SHORT PROBLEM :: Copy out every line of the material below word for word, leaving out the pictures.

(Data items)
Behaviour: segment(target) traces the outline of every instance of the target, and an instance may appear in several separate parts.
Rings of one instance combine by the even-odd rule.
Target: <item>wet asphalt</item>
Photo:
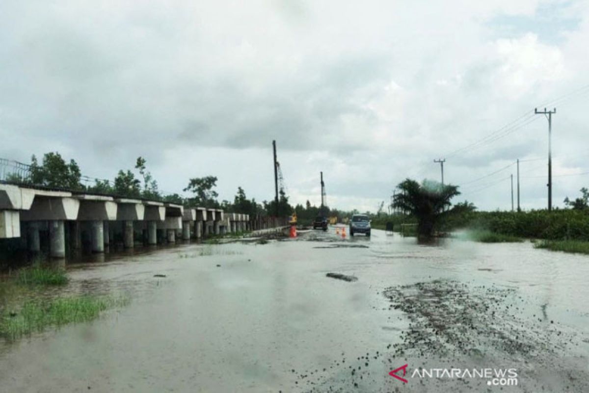
[[[2,391],[589,391],[589,257],[299,235],[69,265],[70,283],[48,296],[131,304],[0,343]],[[405,364],[406,383],[389,375]],[[423,368],[512,369],[517,385]]]

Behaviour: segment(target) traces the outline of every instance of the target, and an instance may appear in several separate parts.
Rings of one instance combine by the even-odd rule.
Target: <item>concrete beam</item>
[[[115,199],[118,204],[117,208],[118,221],[135,221],[143,220],[145,217],[145,205],[138,199]]]
[[[214,221],[215,213],[216,212],[217,212],[217,209],[207,209],[206,221]]]
[[[184,213],[182,214],[182,220],[183,221],[196,221],[196,209],[190,207],[186,207],[184,209]]]
[[[166,206],[146,206],[144,219],[146,221],[163,221],[166,219]]]
[[[28,210],[34,198],[34,190],[0,184],[0,209]]]
[[[28,210],[31,209],[35,195],[58,198],[71,197],[72,193],[64,191],[37,190],[12,184],[0,184],[0,209]]]
[[[207,220],[207,209],[204,207],[196,208],[196,219],[198,221]]]
[[[20,214],[18,210],[0,210],[0,239],[21,237]]]
[[[184,214],[184,206],[175,203],[166,203],[166,215],[167,217],[181,217]]]
[[[118,205],[110,197],[75,196],[80,200],[78,221],[112,221],[117,219]]]
[[[158,229],[181,229],[181,217],[166,217],[164,221],[157,222]]]
[[[80,200],[74,198],[46,197],[35,194],[31,209],[22,210],[21,221],[75,220],[80,210]]]

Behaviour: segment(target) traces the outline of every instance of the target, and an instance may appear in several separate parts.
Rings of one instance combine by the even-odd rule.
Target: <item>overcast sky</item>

EXERCISE SOLUTION ::
Behaviour: segment(target) traces the outline of every instance of the target, and an instance may appear in several separate parts.
Rings of one instance combine by the even-odd rule.
Target: <item>wet asphalt</item>
Photo:
[[[2,391],[589,391],[589,257],[299,235],[69,265],[70,283],[48,296],[131,304],[0,343]],[[405,364],[406,383],[389,375]],[[423,368],[512,369],[517,385]]]

Behaviour: segment(target) traces the outline of every instance of the target, and an instance may appear in several separate parts.
Rings of one instance combine by the even-odd rule.
Target: <item>concrete beam</item>
[[[115,199],[118,204],[117,208],[118,221],[135,221],[143,220],[145,217],[145,205],[138,199]]]
[[[214,221],[215,213],[216,212],[217,212],[217,209],[207,209],[206,221]]]
[[[184,213],[182,214],[182,220],[183,221],[196,221],[196,209],[190,207],[186,207],[184,209]]]
[[[166,206],[146,206],[144,219],[146,221],[163,221],[166,219]]]
[[[28,210],[34,198],[34,190],[0,184],[0,209]]]
[[[28,210],[31,209],[35,195],[58,198],[71,197],[72,193],[64,191],[37,190],[12,184],[0,184],[0,209]]]
[[[207,220],[207,209],[204,207],[196,208],[196,219],[198,221]]]
[[[20,214],[18,210],[0,210],[0,239],[21,237]]]
[[[184,214],[184,206],[175,203],[166,203],[166,215],[167,217],[181,217]]]
[[[118,205],[110,197],[75,196],[80,200],[78,221],[112,221],[117,219]]]
[[[158,229],[181,229],[181,217],[166,217],[164,221],[157,222]]]
[[[80,200],[74,198],[46,197],[35,194],[31,209],[22,210],[21,221],[75,220],[80,210]]]

Behaviour: segment(target) traces the outline of every instance of the target, and an instance may appear in several separate parts.
Rings of one instance combine by the even-odd rule.
Target: <item>overcast sky</item>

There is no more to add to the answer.